= What you will do =
Pick out every line in the data below that contains the string "upper", and copy each one. Case counts.

** START OF Input for this task **

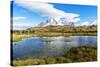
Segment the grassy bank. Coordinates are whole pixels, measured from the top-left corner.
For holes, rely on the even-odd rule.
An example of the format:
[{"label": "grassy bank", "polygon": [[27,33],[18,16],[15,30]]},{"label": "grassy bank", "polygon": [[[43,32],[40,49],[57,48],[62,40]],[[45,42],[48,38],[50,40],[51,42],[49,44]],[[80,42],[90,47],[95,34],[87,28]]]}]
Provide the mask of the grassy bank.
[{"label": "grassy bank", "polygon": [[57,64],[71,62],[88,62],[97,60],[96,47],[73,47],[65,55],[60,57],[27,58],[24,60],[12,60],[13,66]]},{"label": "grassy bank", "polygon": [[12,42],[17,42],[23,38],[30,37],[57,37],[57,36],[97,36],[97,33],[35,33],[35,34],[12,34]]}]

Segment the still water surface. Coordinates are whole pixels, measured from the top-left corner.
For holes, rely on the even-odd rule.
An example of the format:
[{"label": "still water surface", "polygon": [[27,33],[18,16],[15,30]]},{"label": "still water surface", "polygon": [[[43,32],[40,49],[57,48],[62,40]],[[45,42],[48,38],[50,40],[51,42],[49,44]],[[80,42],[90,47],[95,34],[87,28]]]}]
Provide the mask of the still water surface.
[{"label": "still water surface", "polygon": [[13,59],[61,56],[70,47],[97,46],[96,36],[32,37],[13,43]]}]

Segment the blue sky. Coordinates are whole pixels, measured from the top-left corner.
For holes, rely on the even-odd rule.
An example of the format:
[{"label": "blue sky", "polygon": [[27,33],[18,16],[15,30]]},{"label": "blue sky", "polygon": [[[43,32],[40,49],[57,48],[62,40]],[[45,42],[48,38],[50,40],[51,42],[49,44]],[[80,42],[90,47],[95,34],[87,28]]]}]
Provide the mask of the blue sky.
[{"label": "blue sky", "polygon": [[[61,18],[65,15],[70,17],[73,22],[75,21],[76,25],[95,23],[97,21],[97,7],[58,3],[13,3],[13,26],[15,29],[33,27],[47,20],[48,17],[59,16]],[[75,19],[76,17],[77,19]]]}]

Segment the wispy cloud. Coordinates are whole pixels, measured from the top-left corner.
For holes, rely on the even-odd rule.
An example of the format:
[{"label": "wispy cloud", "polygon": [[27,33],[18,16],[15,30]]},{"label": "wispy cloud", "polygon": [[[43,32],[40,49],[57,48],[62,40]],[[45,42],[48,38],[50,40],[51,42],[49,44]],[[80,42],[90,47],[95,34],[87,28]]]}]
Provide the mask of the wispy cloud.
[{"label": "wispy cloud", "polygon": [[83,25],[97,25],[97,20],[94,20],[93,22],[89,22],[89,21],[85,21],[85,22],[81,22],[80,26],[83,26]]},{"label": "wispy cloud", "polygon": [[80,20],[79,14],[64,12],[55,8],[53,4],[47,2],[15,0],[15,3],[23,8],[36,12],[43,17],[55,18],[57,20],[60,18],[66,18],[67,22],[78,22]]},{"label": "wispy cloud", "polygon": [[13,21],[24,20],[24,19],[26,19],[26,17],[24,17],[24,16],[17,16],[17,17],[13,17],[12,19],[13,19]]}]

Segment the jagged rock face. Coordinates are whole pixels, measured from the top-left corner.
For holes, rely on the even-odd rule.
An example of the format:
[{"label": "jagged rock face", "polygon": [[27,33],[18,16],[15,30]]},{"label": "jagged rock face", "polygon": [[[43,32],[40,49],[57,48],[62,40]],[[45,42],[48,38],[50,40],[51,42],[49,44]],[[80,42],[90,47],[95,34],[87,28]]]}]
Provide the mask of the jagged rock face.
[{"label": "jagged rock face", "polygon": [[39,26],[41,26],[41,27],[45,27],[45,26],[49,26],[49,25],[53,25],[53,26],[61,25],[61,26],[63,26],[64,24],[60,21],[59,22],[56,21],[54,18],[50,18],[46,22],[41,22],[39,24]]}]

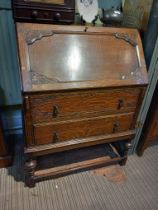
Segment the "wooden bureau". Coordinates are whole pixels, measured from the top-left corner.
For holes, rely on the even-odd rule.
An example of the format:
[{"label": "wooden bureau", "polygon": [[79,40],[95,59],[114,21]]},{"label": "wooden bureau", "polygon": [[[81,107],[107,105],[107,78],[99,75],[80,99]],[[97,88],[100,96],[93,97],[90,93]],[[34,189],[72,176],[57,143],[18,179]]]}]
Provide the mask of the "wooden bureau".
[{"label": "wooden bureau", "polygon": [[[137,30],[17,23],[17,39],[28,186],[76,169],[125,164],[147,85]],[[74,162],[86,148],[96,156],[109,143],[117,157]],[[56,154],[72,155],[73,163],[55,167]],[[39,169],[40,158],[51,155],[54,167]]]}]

** END OF Input for this task **
** START OF Input for this task **

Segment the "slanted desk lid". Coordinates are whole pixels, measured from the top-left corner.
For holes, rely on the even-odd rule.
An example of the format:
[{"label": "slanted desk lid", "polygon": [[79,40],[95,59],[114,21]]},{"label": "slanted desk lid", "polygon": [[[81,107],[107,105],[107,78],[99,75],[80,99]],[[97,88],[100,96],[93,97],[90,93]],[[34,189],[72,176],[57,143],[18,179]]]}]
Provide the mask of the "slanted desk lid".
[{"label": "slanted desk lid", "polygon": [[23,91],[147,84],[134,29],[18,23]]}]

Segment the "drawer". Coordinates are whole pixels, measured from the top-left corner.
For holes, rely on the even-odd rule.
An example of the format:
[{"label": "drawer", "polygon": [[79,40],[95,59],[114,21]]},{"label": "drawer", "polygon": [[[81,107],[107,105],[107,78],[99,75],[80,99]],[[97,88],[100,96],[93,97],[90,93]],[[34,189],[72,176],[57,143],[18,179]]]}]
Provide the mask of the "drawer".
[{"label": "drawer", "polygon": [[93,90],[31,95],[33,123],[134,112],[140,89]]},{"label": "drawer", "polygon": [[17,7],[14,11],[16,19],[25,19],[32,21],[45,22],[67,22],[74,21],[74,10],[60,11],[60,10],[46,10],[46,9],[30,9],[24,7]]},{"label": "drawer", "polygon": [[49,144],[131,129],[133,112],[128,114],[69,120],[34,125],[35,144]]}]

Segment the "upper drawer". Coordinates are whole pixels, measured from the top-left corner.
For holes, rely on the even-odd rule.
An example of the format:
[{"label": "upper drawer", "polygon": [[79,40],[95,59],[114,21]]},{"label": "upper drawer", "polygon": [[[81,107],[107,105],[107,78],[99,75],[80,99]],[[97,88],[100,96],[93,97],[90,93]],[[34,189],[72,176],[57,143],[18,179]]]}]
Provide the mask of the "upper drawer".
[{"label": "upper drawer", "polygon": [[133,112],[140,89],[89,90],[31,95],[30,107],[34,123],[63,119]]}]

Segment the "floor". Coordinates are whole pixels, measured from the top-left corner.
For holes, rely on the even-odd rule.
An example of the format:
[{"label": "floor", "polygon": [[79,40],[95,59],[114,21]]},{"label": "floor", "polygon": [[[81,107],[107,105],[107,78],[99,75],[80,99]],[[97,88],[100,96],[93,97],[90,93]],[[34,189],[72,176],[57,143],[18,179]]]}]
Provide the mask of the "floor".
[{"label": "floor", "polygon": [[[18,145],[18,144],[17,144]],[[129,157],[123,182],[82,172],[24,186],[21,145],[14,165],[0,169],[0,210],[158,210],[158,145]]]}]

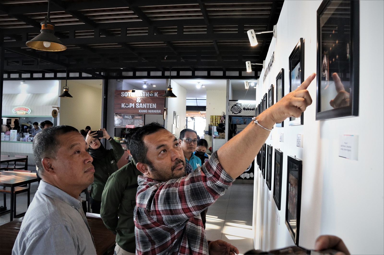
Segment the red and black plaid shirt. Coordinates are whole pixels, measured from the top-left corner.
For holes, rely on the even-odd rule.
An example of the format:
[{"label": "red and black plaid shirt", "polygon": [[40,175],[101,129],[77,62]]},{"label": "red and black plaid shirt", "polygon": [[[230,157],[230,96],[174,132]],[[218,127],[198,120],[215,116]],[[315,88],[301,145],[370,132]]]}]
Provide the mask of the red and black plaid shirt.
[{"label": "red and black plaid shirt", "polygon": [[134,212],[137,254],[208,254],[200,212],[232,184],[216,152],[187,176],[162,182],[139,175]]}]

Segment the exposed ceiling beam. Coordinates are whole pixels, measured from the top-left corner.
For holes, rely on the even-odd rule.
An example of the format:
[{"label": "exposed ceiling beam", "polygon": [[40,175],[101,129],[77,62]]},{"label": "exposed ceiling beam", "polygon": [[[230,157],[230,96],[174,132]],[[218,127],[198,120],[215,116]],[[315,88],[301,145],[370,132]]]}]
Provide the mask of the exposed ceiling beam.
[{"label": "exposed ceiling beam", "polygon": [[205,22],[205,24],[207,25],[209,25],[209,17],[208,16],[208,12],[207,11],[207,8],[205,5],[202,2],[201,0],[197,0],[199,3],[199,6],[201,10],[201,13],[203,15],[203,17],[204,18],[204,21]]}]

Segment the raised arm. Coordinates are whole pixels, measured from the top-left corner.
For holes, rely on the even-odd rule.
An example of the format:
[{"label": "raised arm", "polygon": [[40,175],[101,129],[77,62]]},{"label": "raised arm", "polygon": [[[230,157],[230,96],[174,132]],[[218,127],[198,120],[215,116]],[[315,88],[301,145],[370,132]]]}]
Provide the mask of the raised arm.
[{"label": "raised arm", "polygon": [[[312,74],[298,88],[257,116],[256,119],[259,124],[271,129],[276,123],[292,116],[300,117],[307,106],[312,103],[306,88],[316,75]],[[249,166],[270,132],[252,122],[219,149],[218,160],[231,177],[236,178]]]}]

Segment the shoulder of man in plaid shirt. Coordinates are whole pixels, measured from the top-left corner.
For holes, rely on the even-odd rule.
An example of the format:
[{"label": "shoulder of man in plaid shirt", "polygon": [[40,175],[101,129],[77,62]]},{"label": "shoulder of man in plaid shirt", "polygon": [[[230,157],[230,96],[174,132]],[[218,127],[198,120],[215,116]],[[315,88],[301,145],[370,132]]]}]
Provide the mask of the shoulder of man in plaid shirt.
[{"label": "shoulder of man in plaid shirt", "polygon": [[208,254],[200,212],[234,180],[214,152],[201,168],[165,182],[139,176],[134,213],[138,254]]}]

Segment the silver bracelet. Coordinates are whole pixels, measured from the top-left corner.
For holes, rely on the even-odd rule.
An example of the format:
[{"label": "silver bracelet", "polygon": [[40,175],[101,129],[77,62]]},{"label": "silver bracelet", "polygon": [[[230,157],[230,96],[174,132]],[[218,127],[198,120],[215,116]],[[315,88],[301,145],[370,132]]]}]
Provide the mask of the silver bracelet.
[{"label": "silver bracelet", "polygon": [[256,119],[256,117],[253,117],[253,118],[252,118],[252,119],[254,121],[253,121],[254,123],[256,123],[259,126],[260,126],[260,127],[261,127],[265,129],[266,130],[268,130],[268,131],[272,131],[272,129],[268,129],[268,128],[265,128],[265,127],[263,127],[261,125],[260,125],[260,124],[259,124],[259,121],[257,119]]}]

** END OF Input for this task **

= Solution to this task =
Segment the "upper drawer". Coordinates are whole pixels, measured from the top-left corner.
[{"label": "upper drawer", "polygon": [[79,40],[95,59],[114,21]]},{"label": "upper drawer", "polygon": [[[81,107],[107,105],[107,78],[99,75],[80,99]],[[97,88],[100,96],[93,97],[90,93]],[[34,189],[72,176],[57,143],[18,179]]]}]
Provide the mask of the "upper drawer".
[{"label": "upper drawer", "polygon": [[133,112],[140,89],[89,90],[31,95],[30,107],[34,123],[63,119]]}]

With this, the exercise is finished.